Records supplied:
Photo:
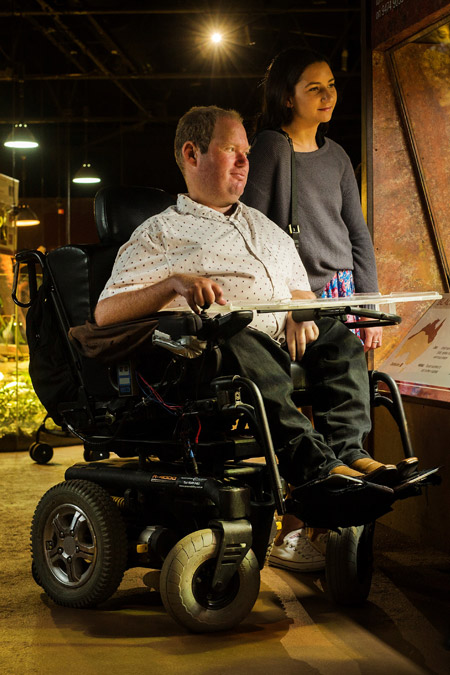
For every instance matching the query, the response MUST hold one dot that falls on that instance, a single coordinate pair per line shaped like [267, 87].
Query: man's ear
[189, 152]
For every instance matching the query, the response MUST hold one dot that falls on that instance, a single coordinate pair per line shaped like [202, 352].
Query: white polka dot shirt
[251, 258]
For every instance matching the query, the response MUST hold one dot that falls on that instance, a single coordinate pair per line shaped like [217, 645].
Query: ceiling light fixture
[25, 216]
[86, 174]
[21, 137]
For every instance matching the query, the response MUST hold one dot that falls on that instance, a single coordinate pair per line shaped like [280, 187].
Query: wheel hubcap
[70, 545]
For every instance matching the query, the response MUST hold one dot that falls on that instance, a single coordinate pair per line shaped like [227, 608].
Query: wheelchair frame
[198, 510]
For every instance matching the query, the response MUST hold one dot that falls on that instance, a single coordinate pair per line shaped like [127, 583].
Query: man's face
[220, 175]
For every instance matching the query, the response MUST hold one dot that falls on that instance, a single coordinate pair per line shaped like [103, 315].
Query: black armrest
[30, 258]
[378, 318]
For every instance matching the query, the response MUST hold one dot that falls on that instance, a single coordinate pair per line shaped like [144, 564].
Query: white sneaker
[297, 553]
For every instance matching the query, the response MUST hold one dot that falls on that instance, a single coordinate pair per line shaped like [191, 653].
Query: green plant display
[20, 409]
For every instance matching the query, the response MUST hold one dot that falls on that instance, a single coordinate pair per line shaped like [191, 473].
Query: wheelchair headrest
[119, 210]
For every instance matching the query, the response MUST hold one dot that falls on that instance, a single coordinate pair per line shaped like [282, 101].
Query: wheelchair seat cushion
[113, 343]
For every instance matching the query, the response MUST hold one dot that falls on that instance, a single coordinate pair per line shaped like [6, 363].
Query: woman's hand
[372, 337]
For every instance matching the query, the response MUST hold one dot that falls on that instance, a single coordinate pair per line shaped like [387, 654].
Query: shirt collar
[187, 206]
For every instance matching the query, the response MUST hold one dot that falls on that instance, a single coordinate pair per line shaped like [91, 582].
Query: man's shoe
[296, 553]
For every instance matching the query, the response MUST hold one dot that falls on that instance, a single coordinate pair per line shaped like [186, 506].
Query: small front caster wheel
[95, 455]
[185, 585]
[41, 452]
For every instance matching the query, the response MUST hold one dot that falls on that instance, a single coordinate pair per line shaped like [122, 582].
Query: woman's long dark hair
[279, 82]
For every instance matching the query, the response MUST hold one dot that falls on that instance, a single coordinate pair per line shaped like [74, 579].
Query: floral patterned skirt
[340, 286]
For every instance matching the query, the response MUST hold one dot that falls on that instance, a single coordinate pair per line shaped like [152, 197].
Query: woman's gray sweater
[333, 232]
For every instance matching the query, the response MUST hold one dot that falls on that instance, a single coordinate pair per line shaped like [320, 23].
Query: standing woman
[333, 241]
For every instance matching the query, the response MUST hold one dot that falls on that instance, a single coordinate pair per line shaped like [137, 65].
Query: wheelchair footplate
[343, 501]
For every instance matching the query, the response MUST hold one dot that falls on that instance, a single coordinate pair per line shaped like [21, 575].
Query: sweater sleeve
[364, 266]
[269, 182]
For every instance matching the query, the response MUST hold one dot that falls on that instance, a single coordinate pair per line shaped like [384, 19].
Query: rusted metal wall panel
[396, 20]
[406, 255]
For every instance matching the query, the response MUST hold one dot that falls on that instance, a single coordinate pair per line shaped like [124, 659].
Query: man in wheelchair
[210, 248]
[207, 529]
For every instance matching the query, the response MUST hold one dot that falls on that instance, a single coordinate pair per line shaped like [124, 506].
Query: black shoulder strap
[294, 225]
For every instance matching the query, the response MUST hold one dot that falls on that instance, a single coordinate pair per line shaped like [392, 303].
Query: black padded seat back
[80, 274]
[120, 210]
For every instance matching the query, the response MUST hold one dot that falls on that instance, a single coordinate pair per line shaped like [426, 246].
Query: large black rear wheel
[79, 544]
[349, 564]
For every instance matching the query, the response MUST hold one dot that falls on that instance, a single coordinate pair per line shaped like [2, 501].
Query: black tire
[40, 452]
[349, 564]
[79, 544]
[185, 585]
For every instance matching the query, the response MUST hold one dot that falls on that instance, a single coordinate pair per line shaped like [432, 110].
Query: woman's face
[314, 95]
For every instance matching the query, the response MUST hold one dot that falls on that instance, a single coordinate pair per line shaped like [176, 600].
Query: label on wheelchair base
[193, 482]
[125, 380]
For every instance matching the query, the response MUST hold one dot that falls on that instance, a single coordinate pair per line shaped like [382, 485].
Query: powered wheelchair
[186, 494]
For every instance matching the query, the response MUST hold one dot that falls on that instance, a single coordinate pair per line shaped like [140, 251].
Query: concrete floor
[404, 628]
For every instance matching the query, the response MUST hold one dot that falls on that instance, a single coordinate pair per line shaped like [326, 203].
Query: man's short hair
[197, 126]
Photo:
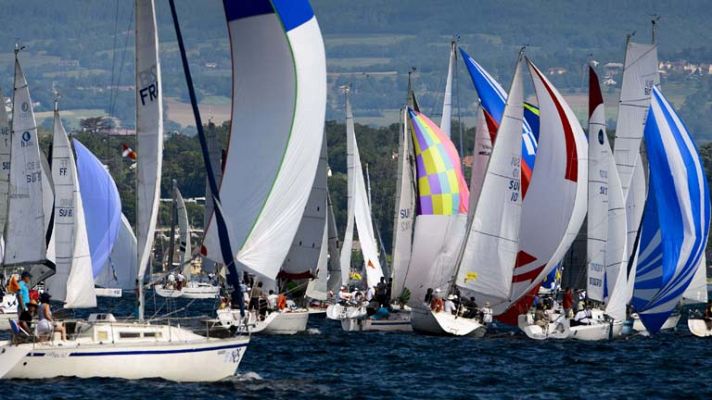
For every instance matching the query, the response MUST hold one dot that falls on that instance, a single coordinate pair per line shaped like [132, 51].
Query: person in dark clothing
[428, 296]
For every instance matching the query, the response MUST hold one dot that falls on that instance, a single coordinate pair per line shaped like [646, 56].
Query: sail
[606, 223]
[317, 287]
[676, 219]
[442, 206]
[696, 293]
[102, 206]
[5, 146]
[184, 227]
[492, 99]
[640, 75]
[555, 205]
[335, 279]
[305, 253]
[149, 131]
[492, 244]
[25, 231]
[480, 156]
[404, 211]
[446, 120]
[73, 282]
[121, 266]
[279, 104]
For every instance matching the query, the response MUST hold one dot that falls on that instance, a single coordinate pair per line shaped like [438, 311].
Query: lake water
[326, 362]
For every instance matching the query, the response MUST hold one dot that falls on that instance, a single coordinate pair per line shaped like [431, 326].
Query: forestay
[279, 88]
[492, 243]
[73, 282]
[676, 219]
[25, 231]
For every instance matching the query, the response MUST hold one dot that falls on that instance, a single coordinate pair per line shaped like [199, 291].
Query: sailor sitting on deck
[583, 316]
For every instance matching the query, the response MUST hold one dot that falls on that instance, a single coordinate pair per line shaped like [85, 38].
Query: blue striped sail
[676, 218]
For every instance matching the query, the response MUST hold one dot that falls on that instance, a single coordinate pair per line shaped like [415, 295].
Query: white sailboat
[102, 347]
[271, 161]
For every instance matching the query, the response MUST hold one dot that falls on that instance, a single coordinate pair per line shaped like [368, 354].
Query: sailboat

Task to complete: The output is the records exactly as they read, with no pictures in it.

Solution for this task:
Photo:
For every instance matching the query, the response MUST hold one dot that falls on that instance, a single coordinate pair per line shaped like [267, 87].
Query: man's ear
[189, 152]
For every instance matching the query, the response MUST hold one dot that falls on that instance, a single coordinate pair per line shaped like [202, 352].
Query: white polka dot shirt
[251, 258]
For every instance matching the query, the response MUST hold one dot that falls on that instance, a single coordinate pair per line shaped like [217, 645].
Query: ceiling light fixture
[25, 216]
[86, 174]
[21, 137]
For every instance matching the query, the response MUST hold one dot that falls on that instance, a single coordinate pair per line shaped like [280, 187].
Query: wheel hubcap
[70, 545]
For every instance matching the query, the response MUST hold one dot that falls on that instance, a single coordinate pair per line shaped like [227, 608].
Query: wheelchair frame
[198, 510]
For every instance matching the query, the response MUST hold one dot that falls on that instance, a single coordinate pair per line shaped like [127, 583].
Query: man's face
[220, 175]
For every instance matching the query, the response MUST hold one dot that falls on that instance, a single coordinate pair per line shaped like [103, 315].
Query: black armrest
[30, 258]
[378, 318]
For every instance matching the query, the response MUST hold one dot that falls on that instance, a single coordinate pair per line shaped like [144, 564].
Query: white sneaker
[297, 553]
For every instance matching the query, the response MUST hold one dot that falls on that instance, a single coordinate pair per line shaped like [191, 653].
Query: green plant display
[20, 409]
For every instance matching the query, the response MUST hold one dot that falls on that instance, a single coordinate pair per line shaped like [191, 473].
Query: wheelchair headrest
[119, 210]
For every instance matching the query, the response MUST hold one dot that falls on that instance, a single coordinate pair per line shaped like [282, 101].
Query: wheelchair seat cushion
[113, 343]
For every instance matching the query, the response MUST hold one dot that falls on that instance, a single coordinate pair per line shaped like [6, 363].
Query: woman's hand
[372, 337]
For every instance matching the query, the response MUST hold one dot that falls on that instance, a single coordinate pair per line shaped like [387, 654].
Query: shirt collar
[187, 206]
For every instance matching the query, the response MUST hold one dot that falls on that instance, a single coordinate pair per line shaped like [91, 582].
Query: man's shoe
[296, 553]
For every instance matching the query, the response MUST hold one dot that falls on that instance, a single coordinate pair per line shaped like [186, 506].
Query: small front caster wheel
[95, 455]
[185, 585]
[41, 452]
For every instance matching the query, the response MUST hold one dot that falls on that instance, a single coordinate pair per line shaped like [122, 582].
Query: woman's long dark hair
[279, 82]
For every instance matching the query, the response MUST hold one dot that falls on that instance, a single coordinate pair per line shaped like [74, 579].
Query: floral patterned skirt
[340, 286]
For every instance matching the query, the response MUST hold one dot that falls on that instance, a single coordinate pair per line shaped like [152, 197].
Query: woman's gray sweater
[333, 232]
For every instance matching the query, the response MUST hold one dot that falls on that instance, a single coordinate pair per line shaped like [320, 23].
Query: standing woman
[333, 241]
For every instance matching the query, the response MUST hold one dot that falls on that instance, a single coordinate pair per line shaped like [137, 65].
Query: wheelchair footplate
[343, 501]
For every instance matching the query, the response MUST hold one dot that falls on that instance, a single coordinate pair per line shaped like [21, 575].
Query: sweater sleeve
[364, 266]
[269, 182]
For every instance matching the query, the response MUST hold one dot that falls on that instance, a single coordinate pair per line shaped like [384, 19].
Query: rusted metal wall panel
[396, 20]
[406, 255]
For every instance matching the query, the response MUST hold one dot that falls on that instance, a single coordinate pair per line shaped like [124, 659].
Query: man in wheelchair
[210, 248]
[207, 529]
For every instance matching the query, the response MUST hold one dot that falls on that instance, a single coordinate pair per line shaped like [124, 506].
Query: black shoulder strap
[294, 225]
For every instance matching the query, the response MUST hold one dot that falls on that instance, a single coordinate pair per line shaped like [392, 303].
Query: black padded seat back
[80, 274]
[120, 210]
For every instance matching the query, the response MUST hold one dot that falls on that instance, a single coordinate pair per line shaped like [426, 246].
Query: large black rear wheel
[79, 544]
[349, 564]
For every instance matching the query, the response MUST hold one dot that falls on that instance, a single coordinate pair per line shaped like [2, 501].
Query: black tire
[40, 452]
[349, 564]
[79, 544]
[185, 585]
For every instance matching the query, the response MUST hold one dot that falls on that instance, a single coordinate pair per line shaped like [432, 110].
Query: woman's face
[314, 95]
For every instance matching the query, the response MUST hold one dot that falls on that instance, a single coordinate pair per line shaped like [176, 600].
Query: label on wheelchair base
[193, 482]
[125, 380]
For every instance matching the query, the response MUST hold one dot that falls on that instance, a single coordinate pair per line shaped like [382, 485].
Query: powered wheelchair
[186, 494]
For every instance matching the query, the response MUST hold one dot that falls on that instance, a single coordinate pair per line shaped like [140, 251].
Query: concrete floor
[404, 628]
For every instance matching the query, the response MUST hold one dot that falls on that instance, a single coordinate pair per line shaped like [326, 203].
Query: man's short hair
[197, 126]
Photo:
For every instance matching the query, the response MUST hold one dot that falls on that instance, a single coordinate pair per line shaped like [132, 51].
Query: person in dark clothing
[428, 296]
For every instance matching the query, the response MUST hold one dot that falls on that instance, a single coordinate pair per line shaped like [646, 56].
Query: sail
[606, 223]
[317, 287]
[676, 219]
[442, 206]
[696, 293]
[102, 206]
[5, 146]
[184, 227]
[492, 99]
[640, 75]
[555, 205]
[335, 279]
[305, 253]
[149, 131]
[492, 244]
[25, 231]
[480, 156]
[404, 211]
[446, 120]
[73, 282]
[121, 266]
[279, 104]
For every instance matching the query, the response MUST hold one dot that falls on that instance, a single coordinate pair per line shaped like [438, 311].
Query: lake water
[326, 362]
For every instance matching the query, the response MUST hold one dot that falls on that instance, a single coordinate pair per line shaped like [431, 326].
Query: forestay
[279, 88]
[492, 243]
[73, 282]
[676, 219]
[25, 231]
For every instance matching the query, the response MUST hold one dot that falls on that instance, a single coordinate pair per line shaped like [199, 291].
Query: sailor sitting on deck
[583, 316]
For every instance matching the query, the response MUST hold one dot that falls on that instance, a single coordinate pair per line shaped like [85, 38].
Query: blue striped sail
[676, 218]
For every instance matching the query, the response MUST hold one dot that falls on that instance, a single coordinate pair per line shaped like [415, 295].
Query: white sailboat
[102, 347]
[271, 161]
For every instance matching the query, the response MUST hold one dot that falls on that instance, a single coordinate pair per line shaped like [368, 354].
Query: sailboat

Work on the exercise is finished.